§ **Task requirements**:
• a. According to the FAQ on Satisfactory Academic Progress, where is Berry College's SAP policy located?
• b. List every example the FAQ on Satisfactory Academic Progress gives of circumstances that may be considered in an appeal.
• c. Copy the FAQ on Satisfactory Academic Progress between "SAP is a set" and "failing to maintain SAP?", inclusive, and switch "reasonable" to "steady".

§ **Passage provided**:
-.-.-

SAP is a set of federal regulations that requires students to demonstrate they are moving through their academic program at a reasonable pace and "making progress" toward their degree. Berry College’s SAP policy is located in the college catalog.
Will I lose my financial aid if I fail to maintain SAP?
The Satisfactory Academic Progress (SAP) is determined at the end of the every semester. A student who is not maintaining SAP is placed on Financial Aid Suspension due to not meeting SAP standards is ineligible for all types of financial assistance. Exceptions may be granted for extenuating circumstances beyond the student's control. However, the student must have circumstances that are documented and must submit specific, required information for a SAP Committee Review.
Can I appeal if I am ineligible for financial aid for failing to maintain SAP?
Yes, you can appeal if you have extenuating circumstances that have contributed to your failure to maintain good standing. Documented medical reasons, serious illness, or death of a family member are examples that may be considered in an appeal. Please be sure to speak to a financial aid counselor for further guidance.
What happens to my financial aid status if I drop or completely withdraw from school?

-.-.-

§ **Data**:
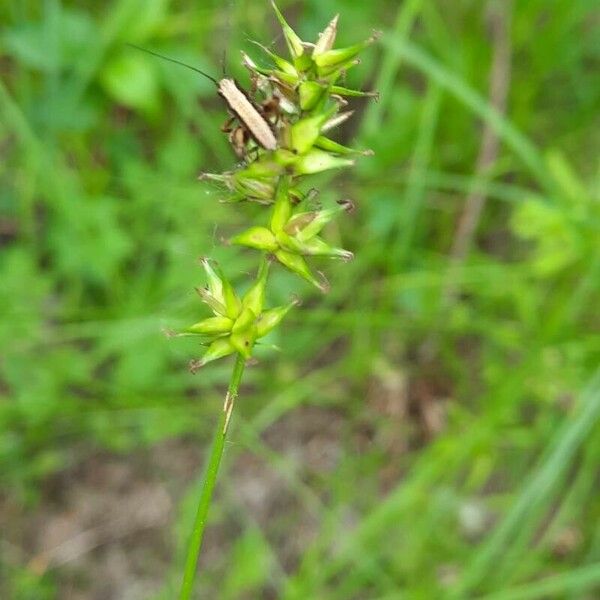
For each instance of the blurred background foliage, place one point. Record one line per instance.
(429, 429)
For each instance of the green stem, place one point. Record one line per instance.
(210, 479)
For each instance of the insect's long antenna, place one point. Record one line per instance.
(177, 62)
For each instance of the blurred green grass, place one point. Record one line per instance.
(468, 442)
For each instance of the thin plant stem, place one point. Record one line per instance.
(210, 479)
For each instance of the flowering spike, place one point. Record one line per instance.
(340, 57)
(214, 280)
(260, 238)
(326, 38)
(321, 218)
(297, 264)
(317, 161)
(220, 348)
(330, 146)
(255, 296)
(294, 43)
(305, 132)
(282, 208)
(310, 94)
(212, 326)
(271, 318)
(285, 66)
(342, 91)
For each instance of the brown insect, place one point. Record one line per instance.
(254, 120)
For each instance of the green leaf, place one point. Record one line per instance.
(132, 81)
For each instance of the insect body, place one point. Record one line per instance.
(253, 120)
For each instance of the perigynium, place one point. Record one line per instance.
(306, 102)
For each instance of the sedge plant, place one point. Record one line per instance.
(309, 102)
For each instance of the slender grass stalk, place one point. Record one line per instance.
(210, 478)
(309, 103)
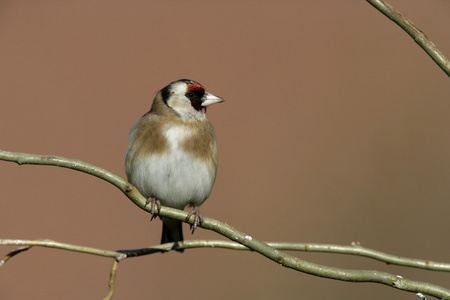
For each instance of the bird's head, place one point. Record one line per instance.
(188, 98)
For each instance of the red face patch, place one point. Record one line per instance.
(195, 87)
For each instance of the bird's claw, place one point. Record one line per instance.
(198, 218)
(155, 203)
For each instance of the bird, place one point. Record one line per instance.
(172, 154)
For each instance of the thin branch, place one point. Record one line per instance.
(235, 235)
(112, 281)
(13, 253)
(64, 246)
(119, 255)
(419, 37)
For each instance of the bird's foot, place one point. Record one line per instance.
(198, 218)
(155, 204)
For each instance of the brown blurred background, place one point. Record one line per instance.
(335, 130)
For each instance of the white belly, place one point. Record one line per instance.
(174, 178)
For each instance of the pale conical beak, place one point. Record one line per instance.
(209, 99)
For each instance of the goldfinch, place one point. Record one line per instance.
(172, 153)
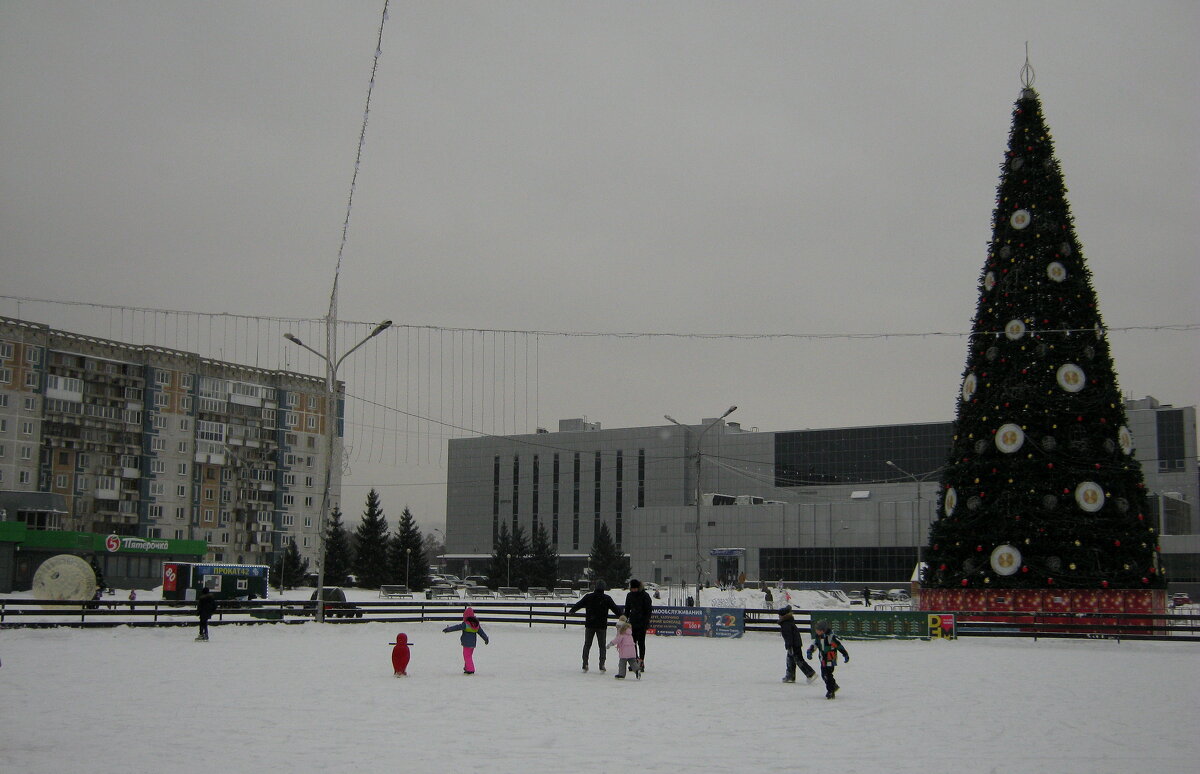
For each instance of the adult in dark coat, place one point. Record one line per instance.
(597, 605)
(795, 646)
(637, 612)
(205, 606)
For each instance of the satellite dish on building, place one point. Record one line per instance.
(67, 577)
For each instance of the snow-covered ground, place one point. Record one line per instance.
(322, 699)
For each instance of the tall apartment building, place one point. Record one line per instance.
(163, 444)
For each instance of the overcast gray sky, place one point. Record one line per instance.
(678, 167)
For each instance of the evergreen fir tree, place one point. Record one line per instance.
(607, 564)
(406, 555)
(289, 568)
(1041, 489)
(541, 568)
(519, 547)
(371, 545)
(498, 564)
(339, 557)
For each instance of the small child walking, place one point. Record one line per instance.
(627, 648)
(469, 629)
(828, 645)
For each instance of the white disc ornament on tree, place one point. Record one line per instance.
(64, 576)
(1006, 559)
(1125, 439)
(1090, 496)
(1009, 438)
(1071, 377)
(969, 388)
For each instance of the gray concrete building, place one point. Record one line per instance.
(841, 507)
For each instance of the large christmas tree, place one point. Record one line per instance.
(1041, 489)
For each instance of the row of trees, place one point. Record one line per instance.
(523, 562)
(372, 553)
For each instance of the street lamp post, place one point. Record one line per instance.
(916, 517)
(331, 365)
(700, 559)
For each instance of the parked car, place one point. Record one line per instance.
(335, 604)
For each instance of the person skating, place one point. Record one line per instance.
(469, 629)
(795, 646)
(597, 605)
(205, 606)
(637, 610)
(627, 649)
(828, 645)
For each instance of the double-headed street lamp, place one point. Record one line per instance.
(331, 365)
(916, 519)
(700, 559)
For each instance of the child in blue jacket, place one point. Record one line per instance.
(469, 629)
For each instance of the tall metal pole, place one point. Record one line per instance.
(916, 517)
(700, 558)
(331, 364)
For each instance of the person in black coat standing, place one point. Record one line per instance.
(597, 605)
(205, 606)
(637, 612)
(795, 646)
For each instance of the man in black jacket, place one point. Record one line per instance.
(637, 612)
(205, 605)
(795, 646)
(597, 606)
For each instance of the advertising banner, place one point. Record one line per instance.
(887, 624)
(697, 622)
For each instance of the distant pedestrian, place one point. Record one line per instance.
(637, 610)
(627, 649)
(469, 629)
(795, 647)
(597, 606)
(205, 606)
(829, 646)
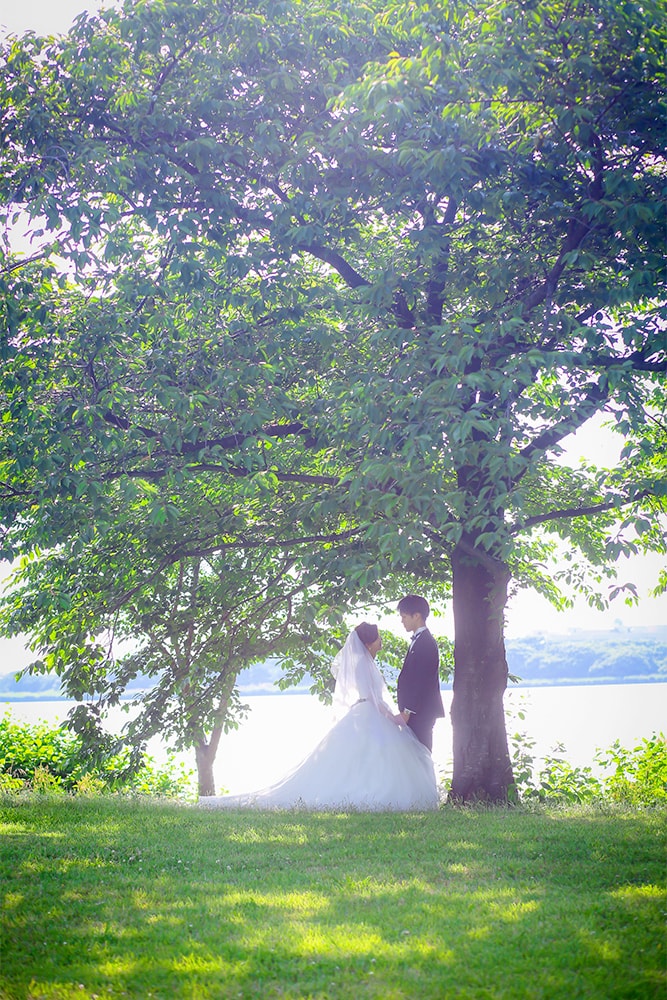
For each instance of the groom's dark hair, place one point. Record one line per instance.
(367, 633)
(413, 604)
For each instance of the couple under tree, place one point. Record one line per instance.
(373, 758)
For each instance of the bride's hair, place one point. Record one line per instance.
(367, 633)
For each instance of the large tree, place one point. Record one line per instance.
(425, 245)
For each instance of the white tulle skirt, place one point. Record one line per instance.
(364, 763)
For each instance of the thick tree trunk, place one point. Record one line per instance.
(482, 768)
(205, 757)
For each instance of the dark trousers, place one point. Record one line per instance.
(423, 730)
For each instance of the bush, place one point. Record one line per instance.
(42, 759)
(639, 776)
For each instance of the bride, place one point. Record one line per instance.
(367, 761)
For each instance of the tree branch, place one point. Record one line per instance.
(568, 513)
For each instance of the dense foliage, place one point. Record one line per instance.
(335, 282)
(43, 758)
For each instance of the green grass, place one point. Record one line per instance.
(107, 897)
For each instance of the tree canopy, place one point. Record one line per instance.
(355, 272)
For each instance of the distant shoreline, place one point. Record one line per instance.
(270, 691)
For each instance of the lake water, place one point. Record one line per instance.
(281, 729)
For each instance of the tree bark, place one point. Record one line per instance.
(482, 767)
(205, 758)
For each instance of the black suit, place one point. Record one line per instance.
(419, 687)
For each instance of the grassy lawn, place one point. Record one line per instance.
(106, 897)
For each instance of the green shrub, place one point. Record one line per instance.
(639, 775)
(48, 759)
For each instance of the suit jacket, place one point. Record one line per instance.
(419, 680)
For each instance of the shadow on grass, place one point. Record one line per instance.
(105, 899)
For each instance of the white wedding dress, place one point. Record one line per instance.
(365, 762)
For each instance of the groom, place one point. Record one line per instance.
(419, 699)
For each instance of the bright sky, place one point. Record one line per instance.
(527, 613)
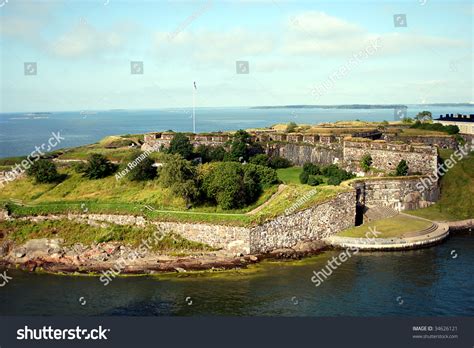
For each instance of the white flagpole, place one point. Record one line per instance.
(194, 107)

-.-.-

§ **Activity answers**:
• a. In the college catalog.

• b. Documented medical reasons, serious illness, death of a family member

• c.
SAP is a set of federal regulations that requires students to demonstrate they are moving through their academic program at a steady pace and "making progress" toward their degree. Berry College’s SAP policy is located in the college catalog.
Will I lose my financial aid if I fail to maintain SAP?
The Satisfactory Academic Progress (SAP) is determined at the end of the every semester. A student who is not maintaining SAP is placed on Financial Aid Suspension due to not meeting SAP standards is ineligible for all types of financial assistance. Exceptions may be granted for extenuating circumstances beyond the student's control. However, the student must have circumstances that are documented and must submit specific, required information for a SAP Committee Review.
Can I appeal if I am ineligible for financial aid for failing to maintain SAP?